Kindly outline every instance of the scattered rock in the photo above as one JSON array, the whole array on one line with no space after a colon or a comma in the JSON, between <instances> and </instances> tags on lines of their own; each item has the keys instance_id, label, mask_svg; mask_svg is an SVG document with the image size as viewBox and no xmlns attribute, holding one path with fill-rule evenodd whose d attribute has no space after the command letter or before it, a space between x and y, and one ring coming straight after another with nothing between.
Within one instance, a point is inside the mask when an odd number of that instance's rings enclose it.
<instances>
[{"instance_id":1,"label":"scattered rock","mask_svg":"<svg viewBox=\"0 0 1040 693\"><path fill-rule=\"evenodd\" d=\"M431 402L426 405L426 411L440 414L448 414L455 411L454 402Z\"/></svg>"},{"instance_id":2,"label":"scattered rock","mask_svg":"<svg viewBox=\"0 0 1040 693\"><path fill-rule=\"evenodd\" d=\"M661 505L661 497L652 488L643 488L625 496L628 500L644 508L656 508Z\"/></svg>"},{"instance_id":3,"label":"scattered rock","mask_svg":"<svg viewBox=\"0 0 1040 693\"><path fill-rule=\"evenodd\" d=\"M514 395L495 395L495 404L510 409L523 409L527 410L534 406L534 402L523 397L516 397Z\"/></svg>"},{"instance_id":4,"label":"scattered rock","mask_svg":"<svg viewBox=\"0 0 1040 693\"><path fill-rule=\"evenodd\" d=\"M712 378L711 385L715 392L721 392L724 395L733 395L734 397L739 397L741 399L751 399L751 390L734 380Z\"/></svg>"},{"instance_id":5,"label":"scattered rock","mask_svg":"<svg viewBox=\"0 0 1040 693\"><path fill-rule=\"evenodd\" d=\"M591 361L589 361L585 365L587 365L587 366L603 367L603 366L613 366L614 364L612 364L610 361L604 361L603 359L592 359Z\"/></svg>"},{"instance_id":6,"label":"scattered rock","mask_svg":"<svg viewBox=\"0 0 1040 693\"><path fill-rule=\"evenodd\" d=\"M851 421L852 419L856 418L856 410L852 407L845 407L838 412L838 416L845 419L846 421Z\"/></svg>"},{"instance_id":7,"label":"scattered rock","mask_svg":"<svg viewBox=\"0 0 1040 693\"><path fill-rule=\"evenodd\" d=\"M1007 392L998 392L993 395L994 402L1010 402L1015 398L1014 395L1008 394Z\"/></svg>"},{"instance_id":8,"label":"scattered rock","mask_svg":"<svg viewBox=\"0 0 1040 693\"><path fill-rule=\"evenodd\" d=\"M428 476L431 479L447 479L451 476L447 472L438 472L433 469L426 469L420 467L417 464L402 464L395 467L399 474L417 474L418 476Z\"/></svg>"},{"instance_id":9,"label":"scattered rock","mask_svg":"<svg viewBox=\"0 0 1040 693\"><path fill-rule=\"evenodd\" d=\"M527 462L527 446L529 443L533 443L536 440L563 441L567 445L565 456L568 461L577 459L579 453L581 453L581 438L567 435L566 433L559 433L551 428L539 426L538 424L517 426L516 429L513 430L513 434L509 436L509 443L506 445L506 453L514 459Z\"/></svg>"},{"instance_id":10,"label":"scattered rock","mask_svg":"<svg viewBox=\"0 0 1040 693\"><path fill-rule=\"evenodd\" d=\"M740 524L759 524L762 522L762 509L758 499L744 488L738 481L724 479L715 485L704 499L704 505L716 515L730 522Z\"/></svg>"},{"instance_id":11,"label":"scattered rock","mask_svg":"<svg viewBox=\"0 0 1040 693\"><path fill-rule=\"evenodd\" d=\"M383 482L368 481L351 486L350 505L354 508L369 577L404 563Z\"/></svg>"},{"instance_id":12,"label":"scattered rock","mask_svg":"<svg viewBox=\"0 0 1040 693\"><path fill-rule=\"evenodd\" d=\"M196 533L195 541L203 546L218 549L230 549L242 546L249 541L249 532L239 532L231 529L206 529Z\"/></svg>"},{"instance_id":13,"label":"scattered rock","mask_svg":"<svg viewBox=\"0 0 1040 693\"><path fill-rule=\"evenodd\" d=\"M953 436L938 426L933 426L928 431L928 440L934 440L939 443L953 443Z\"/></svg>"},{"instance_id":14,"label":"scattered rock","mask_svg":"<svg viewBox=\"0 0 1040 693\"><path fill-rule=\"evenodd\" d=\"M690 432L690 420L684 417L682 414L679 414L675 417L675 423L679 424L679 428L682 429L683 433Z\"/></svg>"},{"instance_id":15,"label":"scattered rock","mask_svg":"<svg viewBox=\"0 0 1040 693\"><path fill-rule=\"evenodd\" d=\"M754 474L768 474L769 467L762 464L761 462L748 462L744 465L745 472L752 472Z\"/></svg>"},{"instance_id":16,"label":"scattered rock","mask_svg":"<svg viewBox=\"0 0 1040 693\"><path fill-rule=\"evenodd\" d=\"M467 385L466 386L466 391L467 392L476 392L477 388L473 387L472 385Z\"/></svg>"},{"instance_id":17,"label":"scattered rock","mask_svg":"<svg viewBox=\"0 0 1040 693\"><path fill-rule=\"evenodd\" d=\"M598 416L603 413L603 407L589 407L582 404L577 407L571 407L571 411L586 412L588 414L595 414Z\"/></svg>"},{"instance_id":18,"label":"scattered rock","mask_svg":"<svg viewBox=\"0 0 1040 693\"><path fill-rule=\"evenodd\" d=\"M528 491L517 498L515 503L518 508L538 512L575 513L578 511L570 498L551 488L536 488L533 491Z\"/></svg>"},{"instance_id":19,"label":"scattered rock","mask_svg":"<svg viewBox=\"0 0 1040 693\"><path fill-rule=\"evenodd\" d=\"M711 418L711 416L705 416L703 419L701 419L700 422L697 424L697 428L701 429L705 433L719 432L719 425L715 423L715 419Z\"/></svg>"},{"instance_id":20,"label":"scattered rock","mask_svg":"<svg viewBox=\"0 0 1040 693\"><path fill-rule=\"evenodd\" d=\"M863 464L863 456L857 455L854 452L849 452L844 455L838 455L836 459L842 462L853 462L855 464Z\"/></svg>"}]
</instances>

- - - -

- [INSTRUCTIONS FOR THE TASK]
Write out every entry exactly as given.

- [EXERCISE RESPONSE]
Kindly outline every instance of the scattered rock in the photo above as one JSON array, the whole array on one line with no space after a colon or a comma in the JSON, between <instances> and </instances> tags on lines of their own; each item has the keys instance_id, label, mask_svg; mask_svg is an SVG document with the image size as viewBox and no xmlns attribute, holding one path with fill-rule evenodd whose d attribute has no space after the command letter or before it, a space between x and y, and one ring coming straight after another with nothing between.
Within one instance, a point is inside the mask when an odd number of that instance's rings enclose it.
<instances>
[{"instance_id":1,"label":"scattered rock","mask_svg":"<svg viewBox=\"0 0 1040 693\"><path fill-rule=\"evenodd\" d=\"M431 402L426 405L426 411L440 414L448 414L455 411L454 402Z\"/></svg>"},{"instance_id":2,"label":"scattered rock","mask_svg":"<svg viewBox=\"0 0 1040 693\"><path fill-rule=\"evenodd\" d=\"M661 505L661 497L652 488L643 488L625 496L628 500L644 508L656 508Z\"/></svg>"},{"instance_id":3,"label":"scattered rock","mask_svg":"<svg viewBox=\"0 0 1040 693\"><path fill-rule=\"evenodd\" d=\"M514 395L495 395L495 404L510 409L523 409L527 410L534 406L534 402L523 397L516 397Z\"/></svg>"},{"instance_id":4,"label":"scattered rock","mask_svg":"<svg viewBox=\"0 0 1040 693\"><path fill-rule=\"evenodd\" d=\"M712 378L711 385L715 392L721 392L724 395L733 395L734 397L739 397L741 399L751 399L751 390L734 380Z\"/></svg>"},{"instance_id":5,"label":"scattered rock","mask_svg":"<svg viewBox=\"0 0 1040 693\"><path fill-rule=\"evenodd\" d=\"M591 361L589 361L585 365L587 365L587 366L603 367L603 366L613 366L614 364L612 364L610 361L604 361L603 359L592 359Z\"/></svg>"},{"instance_id":6,"label":"scattered rock","mask_svg":"<svg viewBox=\"0 0 1040 693\"><path fill-rule=\"evenodd\" d=\"M851 421L852 419L856 418L856 410L852 407L845 407L838 412L838 416L845 419L846 421Z\"/></svg>"},{"instance_id":7,"label":"scattered rock","mask_svg":"<svg viewBox=\"0 0 1040 693\"><path fill-rule=\"evenodd\" d=\"M1007 392L998 392L993 395L994 402L1010 402L1015 398L1014 395L1008 394Z\"/></svg>"},{"instance_id":8,"label":"scattered rock","mask_svg":"<svg viewBox=\"0 0 1040 693\"><path fill-rule=\"evenodd\" d=\"M428 476L431 479L447 479L451 476L447 472L438 472L433 469L426 469L420 467L417 464L402 464L395 467L399 474L417 474L418 476Z\"/></svg>"},{"instance_id":9,"label":"scattered rock","mask_svg":"<svg viewBox=\"0 0 1040 693\"><path fill-rule=\"evenodd\" d=\"M527 462L527 446L529 443L533 443L536 440L563 441L567 445L565 456L568 461L577 459L579 453L581 453L581 438L567 435L566 433L559 433L551 428L539 426L538 424L517 426L516 429L513 430L513 434L509 436L509 443L506 445L506 453L514 459Z\"/></svg>"},{"instance_id":10,"label":"scattered rock","mask_svg":"<svg viewBox=\"0 0 1040 693\"><path fill-rule=\"evenodd\" d=\"M740 524L759 524L762 522L762 509L758 499L744 488L738 481L724 479L715 485L704 499L704 505L716 515L730 522Z\"/></svg>"},{"instance_id":11,"label":"scattered rock","mask_svg":"<svg viewBox=\"0 0 1040 693\"><path fill-rule=\"evenodd\" d=\"M383 482L368 481L351 486L350 505L354 508L369 577L404 563Z\"/></svg>"},{"instance_id":12,"label":"scattered rock","mask_svg":"<svg viewBox=\"0 0 1040 693\"><path fill-rule=\"evenodd\" d=\"M196 533L195 541L203 546L218 549L230 549L242 546L249 541L249 532L239 532L231 529L206 529Z\"/></svg>"},{"instance_id":13,"label":"scattered rock","mask_svg":"<svg viewBox=\"0 0 1040 693\"><path fill-rule=\"evenodd\" d=\"M953 436L938 426L933 426L928 431L928 440L934 440L939 443L953 443Z\"/></svg>"},{"instance_id":14,"label":"scattered rock","mask_svg":"<svg viewBox=\"0 0 1040 693\"><path fill-rule=\"evenodd\" d=\"M690 432L690 420L684 417L682 414L679 414L675 417L675 423L679 424L679 428L682 429L683 433Z\"/></svg>"},{"instance_id":15,"label":"scattered rock","mask_svg":"<svg viewBox=\"0 0 1040 693\"><path fill-rule=\"evenodd\" d=\"M754 474L768 474L769 467L762 464L761 462L748 462L744 465L745 472L752 472Z\"/></svg>"},{"instance_id":16,"label":"scattered rock","mask_svg":"<svg viewBox=\"0 0 1040 693\"><path fill-rule=\"evenodd\" d=\"M467 385L466 386L466 391L467 392L476 392L477 388L473 387L472 385Z\"/></svg>"},{"instance_id":17,"label":"scattered rock","mask_svg":"<svg viewBox=\"0 0 1040 693\"><path fill-rule=\"evenodd\" d=\"M598 416L603 413L603 407L589 407L582 404L577 407L571 407L571 411L586 412L588 414L595 414Z\"/></svg>"},{"instance_id":18,"label":"scattered rock","mask_svg":"<svg viewBox=\"0 0 1040 693\"><path fill-rule=\"evenodd\" d=\"M528 491L517 498L515 503L518 508L538 512L575 513L578 511L570 498L551 488L536 488L533 491Z\"/></svg>"},{"instance_id":19,"label":"scattered rock","mask_svg":"<svg viewBox=\"0 0 1040 693\"><path fill-rule=\"evenodd\" d=\"M711 418L711 416L705 416L703 419L701 419L700 422L697 424L697 428L701 429L705 433L719 432L719 425L715 423L715 419Z\"/></svg>"},{"instance_id":20,"label":"scattered rock","mask_svg":"<svg viewBox=\"0 0 1040 693\"><path fill-rule=\"evenodd\" d=\"M863 464L863 456L857 455L854 452L849 452L844 455L838 455L836 459L842 462L853 462L855 464Z\"/></svg>"}]
</instances>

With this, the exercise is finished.